WHAT TO PRODUCE: Everything from the line containing "Radiology assistant, locate the sky visible" to the end of the data must be duplicated word for word, and nothing else may appear.
-*-*-
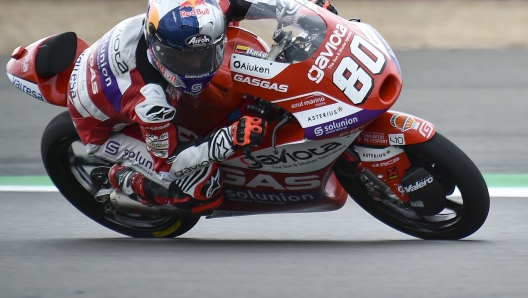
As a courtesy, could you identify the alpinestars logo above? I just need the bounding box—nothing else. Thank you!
[206,170,222,198]
[209,128,233,161]
[146,106,176,121]
[404,175,434,193]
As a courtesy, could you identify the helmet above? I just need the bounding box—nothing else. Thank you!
[145,0,226,96]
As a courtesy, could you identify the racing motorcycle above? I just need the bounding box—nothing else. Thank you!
[5,1,489,240]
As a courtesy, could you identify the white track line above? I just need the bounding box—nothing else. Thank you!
[0,186,59,192]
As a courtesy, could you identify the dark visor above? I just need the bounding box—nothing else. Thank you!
[150,36,224,77]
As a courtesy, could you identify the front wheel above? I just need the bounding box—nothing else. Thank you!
[41,111,201,238]
[335,133,489,240]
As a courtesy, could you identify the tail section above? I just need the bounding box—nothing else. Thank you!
[5,32,89,107]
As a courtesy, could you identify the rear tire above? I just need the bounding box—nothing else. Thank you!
[335,133,489,240]
[41,111,200,238]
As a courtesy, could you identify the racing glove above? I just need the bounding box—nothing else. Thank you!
[229,116,267,150]
[311,0,338,15]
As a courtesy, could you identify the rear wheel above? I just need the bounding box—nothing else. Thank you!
[335,133,489,240]
[41,111,200,238]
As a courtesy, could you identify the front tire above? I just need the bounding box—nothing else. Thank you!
[41,111,200,238]
[335,133,489,240]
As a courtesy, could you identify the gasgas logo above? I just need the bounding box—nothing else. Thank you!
[233,74,288,93]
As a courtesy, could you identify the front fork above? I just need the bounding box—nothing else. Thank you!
[339,148,411,205]
[337,110,437,204]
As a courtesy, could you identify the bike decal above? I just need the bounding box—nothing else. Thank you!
[7,73,44,102]
[221,138,352,173]
[221,167,321,191]
[230,54,288,79]
[332,35,387,105]
[390,114,419,131]
[272,92,338,109]
[419,121,435,138]
[333,56,374,105]
[350,35,387,75]
[306,108,385,139]
[233,74,288,93]
[235,45,269,59]
[293,102,362,127]
[308,23,350,84]
[388,133,405,145]
[356,112,436,145]
[387,166,399,180]
[288,94,331,111]
[358,131,388,145]
[223,188,321,205]
[354,146,405,162]
[353,22,401,74]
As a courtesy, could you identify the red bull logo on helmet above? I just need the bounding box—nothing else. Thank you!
[180,0,206,8]
[179,0,210,18]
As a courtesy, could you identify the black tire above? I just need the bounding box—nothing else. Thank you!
[335,132,490,240]
[40,111,200,238]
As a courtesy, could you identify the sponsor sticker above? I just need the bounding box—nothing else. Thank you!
[404,175,434,193]
[235,45,269,59]
[220,137,353,173]
[230,54,288,79]
[185,34,212,47]
[419,121,434,138]
[293,103,362,128]
[387,166,399,180]
[289,95,330,111]
[360,131,388,145]
[233,74,288,93]
[388,133,405,145]
[354,146,404,162]
[308,23,349,84]
[390,114,419,132]
[7,73,44,101]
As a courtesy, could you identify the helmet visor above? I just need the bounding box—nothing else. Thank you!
[150,37,224,77]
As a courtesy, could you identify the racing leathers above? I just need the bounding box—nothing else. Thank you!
[67,0,336,214]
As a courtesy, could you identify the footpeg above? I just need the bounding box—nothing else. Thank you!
[94,187,113,203]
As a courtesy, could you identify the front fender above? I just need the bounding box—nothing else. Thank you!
[355,111,436,146]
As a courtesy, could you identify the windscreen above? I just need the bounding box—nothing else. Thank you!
[236,0,328,64]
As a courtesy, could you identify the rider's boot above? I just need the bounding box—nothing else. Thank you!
[107,165,223,214]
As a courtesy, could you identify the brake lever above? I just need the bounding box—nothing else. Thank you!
[271,112,290,154]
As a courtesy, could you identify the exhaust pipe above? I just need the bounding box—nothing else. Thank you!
[108,191,191,217]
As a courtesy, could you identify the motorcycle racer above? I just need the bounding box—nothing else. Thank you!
[67,0,338,214]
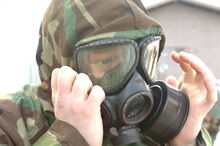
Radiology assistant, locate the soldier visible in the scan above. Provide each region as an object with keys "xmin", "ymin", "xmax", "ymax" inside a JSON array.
[{"xmin": 0, "ymin": 0, "xmax": 217, "ymax": 145}]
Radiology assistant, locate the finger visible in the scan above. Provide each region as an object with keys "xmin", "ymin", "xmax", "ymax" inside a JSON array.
[
  {"xmin": 204, "ymin": 76, "xmax": 217, "ymax": 105},
  {"xmin": 51, "ymin": 68, "xmax": 59, "ymax": 105},
  {"xmin": 171, "ymin": 52, "xmax": 195, "ymax": 83},
  {"xmin": 171, "ymin": 51, "xmax": 181, "ymax": 63},
  {"xmin": 51, "ymin": 68, "xmax": 59, "ymax": 93},
  {"xmin": 179, "ymin": 52, "xmax": 211, "ymax": 78},
  {"xmin": 72, "ymin": 73, "xmax": 93, "ymax": 100},
  {"xmin": 57, "ymin": 66, "xmax": 78, "ymax": 93},
  {"xmin": 166, "ymin": 76, "xmax": 178, "ymax": 88},
  {"xmin": 171, "ymin": 52, "xmax": 194, "ymax": 73},
  {"xmin": 87, "ymin": 85, "xmax": 105, "ymax": 107}
]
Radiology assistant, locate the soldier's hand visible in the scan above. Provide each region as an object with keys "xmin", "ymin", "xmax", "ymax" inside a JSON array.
[
  {"xmin": 51, "ymin": 66, "xmax": 105, "ymax": 146},
  {"xmin": 168, "ymin": 52, "xmax": 217, "ymax": 146}
]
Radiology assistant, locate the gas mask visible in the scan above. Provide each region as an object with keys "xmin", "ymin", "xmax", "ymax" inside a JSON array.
[{"xmin": 73, "ymin": 36, "xmax": 189, "ymax": 145}]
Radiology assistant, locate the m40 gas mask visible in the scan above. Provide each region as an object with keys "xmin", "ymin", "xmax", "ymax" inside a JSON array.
[{"xmin": 73, "ymin": 36, "xmax": 189, "ymax": 145}]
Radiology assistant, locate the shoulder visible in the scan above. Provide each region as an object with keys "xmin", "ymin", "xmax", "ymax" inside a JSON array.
[
  {"xmin": 0, "ymin": 84, "xmax": 51, "ymax": 145},
  {"xmin": 0, "ymin": 84, "xmax": 42, "ymax": 112}
]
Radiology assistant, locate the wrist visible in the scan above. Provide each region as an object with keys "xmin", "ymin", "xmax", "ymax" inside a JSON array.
[
  {"xmin": 168, "ymin": 114, "xmax": 203, "ymax": 146},
  {"xmin": 50, "ymin": 120, "xmax": 90, "ymax": 146}
]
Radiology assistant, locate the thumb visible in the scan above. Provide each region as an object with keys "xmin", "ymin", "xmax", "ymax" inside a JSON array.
[{"xmin": 166, "ymin": 76, "xmax": 178, "ymax": 88}]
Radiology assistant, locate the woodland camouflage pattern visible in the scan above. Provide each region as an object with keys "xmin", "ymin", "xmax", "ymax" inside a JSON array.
[{"xmin": 0, "ymin": 0, "xmax": 212, "ymax": 145}]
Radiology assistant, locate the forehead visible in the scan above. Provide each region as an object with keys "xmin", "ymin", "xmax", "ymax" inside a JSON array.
[{"xmin": 88, "ymin": 47, "xmax": 123, "ymax": 60}]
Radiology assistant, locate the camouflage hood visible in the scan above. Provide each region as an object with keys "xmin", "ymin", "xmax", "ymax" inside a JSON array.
[{"xmin": 36, "ymin": 0, "xmax": 165, "ymax": 116}]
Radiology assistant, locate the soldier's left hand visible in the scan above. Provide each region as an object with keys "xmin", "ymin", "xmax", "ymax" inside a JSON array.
[{"xmin": 167, "ymin": 52, "xmax": 217, "ymax": 146}]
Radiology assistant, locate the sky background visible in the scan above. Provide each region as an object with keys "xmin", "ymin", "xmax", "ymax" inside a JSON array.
[{"xmin": 0, "ymin": 0, "xmax": 51, "ymax": 94}]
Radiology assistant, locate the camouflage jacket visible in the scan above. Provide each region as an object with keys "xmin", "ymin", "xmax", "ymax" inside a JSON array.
[
  {"xmin": 0, "ymin": 85, "xmax": 212, "ymax": 146},
  {"xmin": 0, "ymin": 0, "xmax": 213, "ymax": 145},
  {"xmin": 203, "ymin": 117, "xmax": 220, "ymax": 142}
]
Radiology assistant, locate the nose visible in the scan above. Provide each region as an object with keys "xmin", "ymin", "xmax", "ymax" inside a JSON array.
[{"xmin": 93, "ymin": 70, "xmax": 106, "ymax": 79}]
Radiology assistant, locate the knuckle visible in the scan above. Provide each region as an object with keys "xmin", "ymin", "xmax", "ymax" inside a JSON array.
[
  {"xmin": 78, "ymin": 73, "xmax": 90, "ymax": 81},
  {"xmin": 89, "ymin": 85, "xmax": 105, "ymax": 103},
  {"xmin": 60, "ymin": 66, "xmax": 71, "ymax": 71},
  {"xmin": 60, "ymin": 66, "xmax": 78, "ymax": 76},
  {"xmin": 52, "ymin": 68, "xmax": 60, "ymax": 75},
  {"xmin": 93, "ymin": 85, "xmax": 105, "ymax": 97},
  {"xmin": 75, "ymin": 73, "xmax": 93, "ymax": 87}
]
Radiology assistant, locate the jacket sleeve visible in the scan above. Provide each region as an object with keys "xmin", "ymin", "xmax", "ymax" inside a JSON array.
[
  {"xmin": 0, "ymin": 117, "xmax": 89, "ymax": 146},
  {"xmin": 140, "ymin": 128, "xmax": 213, "ymax": 146},
  {"xmin": 196, "ymin": 128, "xmax": 212, "ymax": 146},
  {"xmin": 0, "ymin": 85, "xmax": 89, "ymax": 146},
  {"xmin": 33, "ymin": 120, "xmax": 89, "ymax": 146}
]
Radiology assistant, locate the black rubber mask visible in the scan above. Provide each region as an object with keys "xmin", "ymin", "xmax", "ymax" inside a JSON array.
[{"xmin": 73, "ymin": 36, "xmax": 189, "ymax": 145}]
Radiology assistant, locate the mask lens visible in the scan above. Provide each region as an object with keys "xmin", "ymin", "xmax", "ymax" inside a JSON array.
[
  {"xmin": 76, "ymin": 40, "xmax": 137, "ymax": 92},
  {"xmin": 141, "ymin": 37, "xmax": 161, "ymax": 79}
]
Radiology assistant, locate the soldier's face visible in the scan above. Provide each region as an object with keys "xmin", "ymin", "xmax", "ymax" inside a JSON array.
[{"xmin": 88, "ymin": 48, "xmax": 122, "ymax": 79}]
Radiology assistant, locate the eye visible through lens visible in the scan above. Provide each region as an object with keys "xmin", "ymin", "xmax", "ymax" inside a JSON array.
[{"xmin": 88, "ymin": 47, "xmax": 123, "ymax": 79}]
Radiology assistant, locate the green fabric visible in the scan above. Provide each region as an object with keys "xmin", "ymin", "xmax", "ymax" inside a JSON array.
[
  {"xmin": 201, "ymin": 128, "xmax": 213, "ymax": 146},
  {"xmin": 9, "ymin": 88, "xmax": 42, "ymax": 113},
  {"xmin": 33, "ymin": 132, "xmax": 61, "ymax": 146},
  {"xmin": 64, "ymin": 0, "xmax": 77, "ymax": 47},
  {"xmin": 75, "ymin": 27, "xmax": 164, "ymax": 47}
]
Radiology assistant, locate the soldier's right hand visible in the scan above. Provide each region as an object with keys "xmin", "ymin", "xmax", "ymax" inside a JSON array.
[{"xmin": 51, "ymin": 66, "xmax": 105, "ymax": 146}]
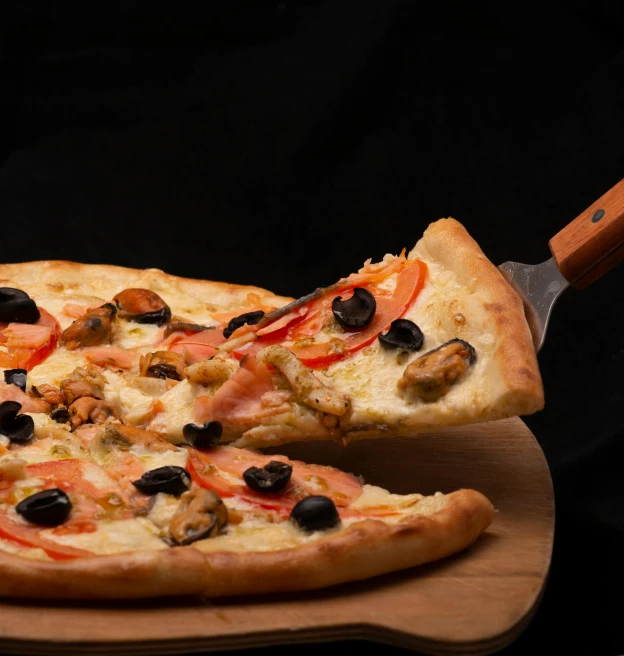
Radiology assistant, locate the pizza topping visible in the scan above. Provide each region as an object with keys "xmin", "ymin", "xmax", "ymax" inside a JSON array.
[
  {"xmin": 0, "ymin": 457, "xmax": 27, "ymax": 482},
  {"xmin": 0, "ymin": 385, "xmax": 51, "ymax": 414},
  {"xmin": 164, "ymin": 321, "xmax": 210, "ymax": 338},
  {"xmin": 68, "ymin": 397, "xmax": 115, "ymax": 429},
  {"xmin": 398, "ymin": 338, "xmax": 477, "ymax": 401},
  {"xmin": 113, "ymin": 289, "xmax": 171, "ymax": 326},
  {"xmin": 0, "ymin": 288, "xmax": 40, "ymax": 324},
  {"xmin": 184, "ymin": 358, "xmax": 236, "ymax": 385},
  {"xmin": 50, "ymin": 407, "xmax": 71, "ymax": 424},
  {"xmin": 15, "ymin": 488, "xmax": 72, "ymax": 527},
  {"xmin": 257, "ymin": 345, "xmax": 350, "ymax": 416},
  {"xmin": 223, "ymin": 310, "xmax": 265, "ymax": 339},
  {"xmin": 83, "ymin": 346, "xmax": 136, "ymax": 370},
  {"xmin": 140, "ymin": 351, "xmax": 186, "ymax": 381},
  {"xmin": 0, "ymin": 308, "xmax": 61, "ymax": 371},
  {"xmin": 277, "ymin": 258, "xmax": 428, "ymax": 369},
  {"xmin": 331, "ymin": 288, "xmax": 376, "ymax": 330},
  {"xmin": 61, "ymin": 304, "xmax": 117, "ymax": 351},
  {"xmin": 168, "ymin": 329, "xmax": 226, "ymax": 363},
  {"xmin": 243, "ymin": 461, "xmax": 293, "ymax": 494},
  {"xmin": 132, "ymin": 466, "xmax": 191, "ymax": 497},
  {"xmin": 168, "ymin": 488, "xmax": 227, "ymax": 545},
  {"xmin": 91, "ymin": 424, "xmax": 177, "ymax": 459},
  {"xmin": 189, "ymin": 446, "xmax": 362, "ymax": 511},
  {"xmin": 378, "ymin": 319, "xmax": 424, "ymax": 352},
  {"xmin": 210, "ymin": 355, "xmax": 275, "ymax": 426},
  {"xmin": 183, "ymin": 421, "xmax": 222, "ymax": 449},
  {"xmin": 289, "ymin": 495, "xmax": 340, "ymax": 531},
  {"xmin": 3, "ymin": 368, "xmax": 27, "ymax": 392},
  {"xmin": 60, "ymin": 366, "xmax": 106, "ymax": 405},
  {"xmin": 31, "ymin": 383, "xmax": 64, "ymax": 407},
  {"xmin": 2, "ymin": 324, "xmax": 53, "ymax": 351},
  {"xmin": 0, "ymin": 401, "xmax": 35, "ymax": 444}
]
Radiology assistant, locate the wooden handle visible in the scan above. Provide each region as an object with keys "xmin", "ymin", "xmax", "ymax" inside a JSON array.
[{"xmin": 548, "ymin": 178, "xmax": 624, "ymax": 289}]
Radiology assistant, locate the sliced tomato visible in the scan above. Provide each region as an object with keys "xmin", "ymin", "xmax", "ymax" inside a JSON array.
[
  {"xmin": 0, "ymin": 308, "xmax": 61, "ymax": 371},
  {"xmin": 286, "ymin": 258, "xmax": 427, "ymax": 368},
  {"xmin": 229, "ymin": 258, "xmax": 427, "ymax": 367},
  {"xmin": 0, "ymin": 515, "xmax": 90, "ymax": 559},
  {"xmin": 188, "ymin": 446, "xmax": 362, "ymax": 514},
  {"xmin": 0, "ymin": 459, "xmax": 121, "ymax": 559},
  {"xmin": 256, "ymin": 307, "xmax": 308, "ymax": 337}
]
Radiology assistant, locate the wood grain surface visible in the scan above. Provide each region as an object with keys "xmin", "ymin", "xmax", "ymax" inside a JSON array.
[
  {"xmin": 549, "ymin": 177, "xmax": 624, "ymax": 289},
  {"xmin": 0, "ymin": 418, "xmax": 554, "ymax": 656}
]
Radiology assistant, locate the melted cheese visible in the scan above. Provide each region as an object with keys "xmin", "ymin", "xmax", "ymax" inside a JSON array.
[
  {"xmin": 28, "ymin": 349, "xmax": 85, "ymax": 388},
  {"xmin": 194, "ymin": 520, "xmax": 322, "ymax": 553},
  {"xmin": 115, "ymin": 322, "xmax": 161, "ymax": 350},
  {"xmin": 151, "ymin": 380, "xmax": 198, "ymax": 443},
  {"xmin": 16, "ymin": 417, "xmax": 87, "ymax": 464},
  {"xmin": 129, "ymin": 445, "xmax": 188, "ymax": 472},
  {"xmin": 42, "ymin": 518, "xmax": 167, "ymax": 554},
  {"xmin": 147, "ymin": 493, "xmax": 180, "ymax": 530},
  {"xmin": 320, "ymin": 253, "xmax": 496, "ymax": 429}
]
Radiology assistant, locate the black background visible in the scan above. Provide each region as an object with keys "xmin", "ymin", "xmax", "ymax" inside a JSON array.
[{"xmin": 2, "ymin": 1, "xmax": 624, "ymax": 654}]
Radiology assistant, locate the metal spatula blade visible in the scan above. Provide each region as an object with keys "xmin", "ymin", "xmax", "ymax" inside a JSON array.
[
  {"xmin": 498, "ymin": 258, "xmax": 569, "ymax": 353},
  {"xmin": 495, "ymin": 177, "xmax": 624, "ymax": 354}
]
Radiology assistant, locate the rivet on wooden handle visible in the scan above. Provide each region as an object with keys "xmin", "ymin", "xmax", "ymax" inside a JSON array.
[{"xmin": 548, "ymin": 178, "xmax": 624, "ymax": 290}]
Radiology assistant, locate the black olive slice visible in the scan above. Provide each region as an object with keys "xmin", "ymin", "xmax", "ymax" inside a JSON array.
[
  {"xmin": 223, "ymin": 310, "xmax": 265, "ymax": 339},
  {"xmin": 132, "ymin": 466, "xmax": 191, "ymax": 496},
  {"xmin": 331, "ymin": 288, "xmax": 376, "ymax": 330},
  {"xmin": 378, "ymin": 319, "xmax": 424, "ymax": 351},
  {"xmin": 183, "ymin": 421, "xmax": 223, "ymax": 449},
  {"xmin": 16, "ymin": 488, "xmax": 72, "ymax": 526},
  {"xmin": 50, "ymin": 406, "xmax": 71, "ymax": 424},
  {"xmin": 0, "ymin": 288, "xmax": 29, "ymax": 302},
  {"xmin": 0, "ymin": 401, "xmax": 35, "ymax": 444},
  {"xmin": 0, "ymin": 288, "xmax": 40, "ymax": 324},
  {"xmin": 289, "ymin": 495, "xmax": 340, "ymax": 531},
  {"xmin": 243, "ymin": 461, "xmax": 293, "ymax": 493},
  {"xmin": 3, "ymin": 368, "xmax": 27, "ymax": 392}
]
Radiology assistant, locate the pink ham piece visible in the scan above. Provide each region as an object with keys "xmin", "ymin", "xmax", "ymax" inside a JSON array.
[
  {"xmin": 82, "ymin": 346, "xmax": 137, "ymax": 370},
  {"xmin": 210, "ymin": 356, "xmax": 274, "ymax": 426},
  {"xmin": 0, "ymin": 385, "xmax": 51, "ymax": 414}
]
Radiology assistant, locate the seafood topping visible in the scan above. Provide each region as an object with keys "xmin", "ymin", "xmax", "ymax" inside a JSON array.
[{"xmin": 113, "ymin": 289, "xmax": 171, "ymax": 325}]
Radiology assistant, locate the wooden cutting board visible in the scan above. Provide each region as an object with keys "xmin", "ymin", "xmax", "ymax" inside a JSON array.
[{"xmin": 0, "ymin": 417, "xmax": 554, "ymax": 656}]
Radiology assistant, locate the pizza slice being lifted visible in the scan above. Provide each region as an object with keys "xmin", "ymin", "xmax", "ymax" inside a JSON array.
[{"xmin": 0, "ymin": 217, "xmax": 543, "ymax": 451}]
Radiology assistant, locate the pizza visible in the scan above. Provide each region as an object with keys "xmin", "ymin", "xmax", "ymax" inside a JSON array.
[{"xmin": 0, "ymin": 217, "xmax": 537, "ymax": 599}]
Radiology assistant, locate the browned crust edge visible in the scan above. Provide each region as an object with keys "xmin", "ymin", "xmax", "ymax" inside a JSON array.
[
  {"xmin": 0, "ymin": 260, "xmax": 294, "ymax": 309},
  {"xmin": 0, "ymin": 489, "xmax": 493, "ymax": 600},
  {"xmin": 420, "ymin": 218, "xmax": 544, "ymax": 417}
]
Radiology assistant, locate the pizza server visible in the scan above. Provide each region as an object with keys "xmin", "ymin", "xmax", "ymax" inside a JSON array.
[{"xmin": 499, "ymin": 177, "xmax": 624, "ymax": 352}]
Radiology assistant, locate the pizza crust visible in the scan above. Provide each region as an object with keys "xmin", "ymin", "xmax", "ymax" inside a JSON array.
[
  {"xmin": 0, "ymin": 489, "xmax": 493, "ymax": 599},
  {"xmin": 410, "ymin": 218, "xmax": 543, "ymax": 418},
  {"xmin": 0, "ymin": 260, "xmax": 293, "ymax": 321}
]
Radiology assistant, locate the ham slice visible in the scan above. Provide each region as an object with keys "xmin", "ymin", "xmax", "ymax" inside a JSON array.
[
  {"xmin": 0, "ymin": 385, "xmax": 51, "ymax": 414},
  {"xmin": 82, "ymin": 346, "xmax": 137, "ymax": 370},
  {"xmin": 210, "ymin": 356, "xmax": 274, "ymax": 426},
  {"xmin": 1, "ymin": 324, "xmax": 52, "ymax": 349}
]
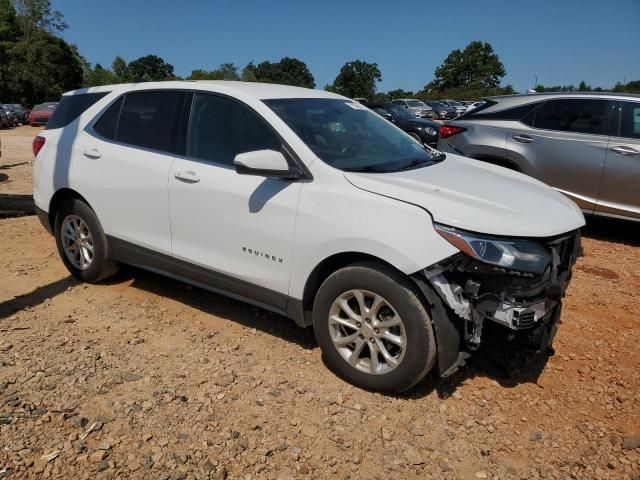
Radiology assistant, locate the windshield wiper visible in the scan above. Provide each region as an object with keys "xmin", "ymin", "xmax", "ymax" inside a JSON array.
[
  {"xmin": 342, "ymin": 165, "xmax": 389, "ymax": 173},
  {"xmin": 394, "ymin": 158, "xmax": 433, "ymax": 171}
]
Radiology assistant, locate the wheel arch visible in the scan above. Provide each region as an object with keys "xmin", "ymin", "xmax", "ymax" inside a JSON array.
[
  {"xmin": 469, "ymin": 154, "xmax": 523, "ymax": 172},
  {"xmin": 47, "ymin": 188, "xmax": 93, "ymax": 231},
  {"xmin": 299, "ymin": 252, "xmax": 402, "ymax": 325}
]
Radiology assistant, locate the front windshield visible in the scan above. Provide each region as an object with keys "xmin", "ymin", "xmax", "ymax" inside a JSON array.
[
  {"xmin": 265, "ymin": 98, "xmax": 444, "ymax": 173},
  {"xmin": 447, "ymin": 101, "xmax": 463, "ymax": 108},
  {"xmin": 405, "ymin": 100, "xmax": 426, "ymax": 107}
]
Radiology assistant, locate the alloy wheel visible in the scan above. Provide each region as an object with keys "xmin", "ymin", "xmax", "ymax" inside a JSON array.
[
  {"xmin": 61, "ymin": 214, "xmax": 94, "ymax": 270},
  {"xmin": 328, "ymin": 289, "xmax": 407, "ymax": 375}
]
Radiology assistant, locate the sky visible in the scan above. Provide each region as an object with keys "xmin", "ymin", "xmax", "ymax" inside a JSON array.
[{"xmin": 52, "ymin": 0, "xmax": 640, "ymax": 93}]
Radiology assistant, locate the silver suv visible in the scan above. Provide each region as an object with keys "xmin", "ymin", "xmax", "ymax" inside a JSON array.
[{"xmin": 438, "ymin": 92, "xmax": 640, "ymax": 222}]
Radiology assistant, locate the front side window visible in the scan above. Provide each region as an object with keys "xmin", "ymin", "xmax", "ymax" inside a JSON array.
[
  {"xmin": 527, "ymin": 99, "xmax": 609, "ymax": 135},
  {"xmin": 116, "ymin": 91, "xmax": 183, "ymax": 152},
  {"xmin": 619, "ymin": 102, "xmax": 640, "ymax": 140},
  {"xmin": 187, "ymin": 93, "xmax": 281, "ymax": 167},
  {"xmin": 265, "ymin": 98, "xmax": 443, "ymax": 172}
]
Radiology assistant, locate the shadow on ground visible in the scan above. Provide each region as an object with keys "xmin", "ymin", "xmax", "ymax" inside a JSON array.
[
  {"xmin": 111, "ymin": 266, "xmax": 549, "ymax": 399},
  {"xmin": 113, "ymin": 266, "xmax": 318, "ymax": 351},
  {"xmin": 582, "ymin": 215, "xmax": 640, "ymax": 247},
  {"xmin": 0, "ymin": 276, "xmax": 77, "ymax": 320}
]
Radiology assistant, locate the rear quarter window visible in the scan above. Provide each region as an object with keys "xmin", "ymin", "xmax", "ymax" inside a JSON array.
[{"xmin": 45, "ymin": 92, "xmax": 108, "ymax": 130}]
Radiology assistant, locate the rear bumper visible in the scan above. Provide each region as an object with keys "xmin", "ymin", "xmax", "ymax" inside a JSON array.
[{"xmin": 35, "ymin": 206, "xmax": 52, "ymax": 234}]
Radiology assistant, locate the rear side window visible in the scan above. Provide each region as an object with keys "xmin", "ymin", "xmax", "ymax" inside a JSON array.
[
  {"xmin": 525, "ymin": 99, "xmax": 608, "ymax": 135},
  {"xmin": 116, "ymin": 91, "xmax": 184, "ymax": 152},
  {"xmin": 187, "ymin": 93, "xmax": 281, "ymax": 167},
  {"xmin": 93, "ymin": 96, "xmax": 123, "ymax": 140},
  {"xmin": 462, "ymin": 101, "xmax": 539, "ymax": 121},
  {"xmin": 46, "ymin": 92, "xmax": 108, "ymax": 130},
  {"xmin": 619, "ymin": 102, "xmax": 640, "ymax": 140}
]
-*-*-
EXPECTED OUTPUT:
Radiology assistant, locate the sky visible in the scan above. Provide each region as an object with keys "xmin", "ymin", "xmax", "ymax" inside a JSON array.
[{"xmin": 52, "ymin": 0, "xmax": 640, "ymax": 93}]
Radiology assistant, locate the silver suv visible in the scan above. Provide each region as an object with keys "xmin", "ymin", "xmax", "ymax" inside a JSON array.
[{"xmin": 438, "ymin": 92, "xmax": 640, "ymax": 222}]
Radiology assistant, locate the front side window visible in the scan above. Provide each region as an object with keys "xmin", "ymin", "xmax", "ymax" inside a JSON array.
[
  {"xmin": 527, "ymin": 99, "xmax": 609, "ymax": 135},
  {"xmin": 116, "ymin": 91, "xmax": 183, "ymax": 152},
  {"xmin": 619, "ymin": 102, "xmax": 640, "ymax": 140},
  {"xmin": 187, "ymin": 93, "xmax": 281, "ymax": 167},
  {"xmin": 265, "ymin": 98, "xmax": 443, "ymax": 172}
]
Radiology assistant, locate the shadow on ground visible in the scan above. Provide each region as an object with keys "xmin", "ymin", "xmax", "ymax" inside a JSON array.
[
  {"xmin": 111, "ymin": 266, "xmax": 549, "ymax": 399},
  {"xmin": 113, "ymin": 266, "xmax": 318, "ymax": 351},
  {"xmin": 582, "ymin": 215, "xmax": 640, "ymax": 247},
  {"xmin": 0, "ymin": 276, "xmax": 77, "ymax": 320}
]
Radiology assistant, locate the rear quarter window visible in the scan above. Provide each region as an object with keys "xmin", "ymin", "xmax", "ymax" inside a JSON array.
[{"xmin": 45, "ymin": 92, "xmax": 108, "ymax": 130}]
Radiology assistant, locate the rear bumper visible in the scan above. Provide each region as an object with keys "xmin", "ymin", "xmax", "ymax" inside a JSON array.
[{"xmin": 35, "ymin": 206, "xmax": 52, "ymax": 234}]
Radiology assistant, locate the rear side window visible in the scan above. Provide each region as an object with keys "xmin", "ymin", "xmax", "ymax" inside a JSON array.
[
  {"xmin": 525, "ymin": 99, "xmax": 608, "ymax": 135},
  {"xmin": 116, "ymin": 91, "xmax": 184, "ymax": 152},
  {"xmin": 187, "ymin": 93, "xmax": 281, "ymax": 167},
  {"xmin": 93, "ymin": 96, "xmax": 123, "ymax": 140},
  {"xmin": 462, "ymin": 101, "xmax": 539, "ymax": 121},
  {"xmin": 46, "ymin": 92, "xmax": 108, "ymax": 130},
  {"xmin": 619, "ymin": 102, "xmax": 640, "ymax": 140}
]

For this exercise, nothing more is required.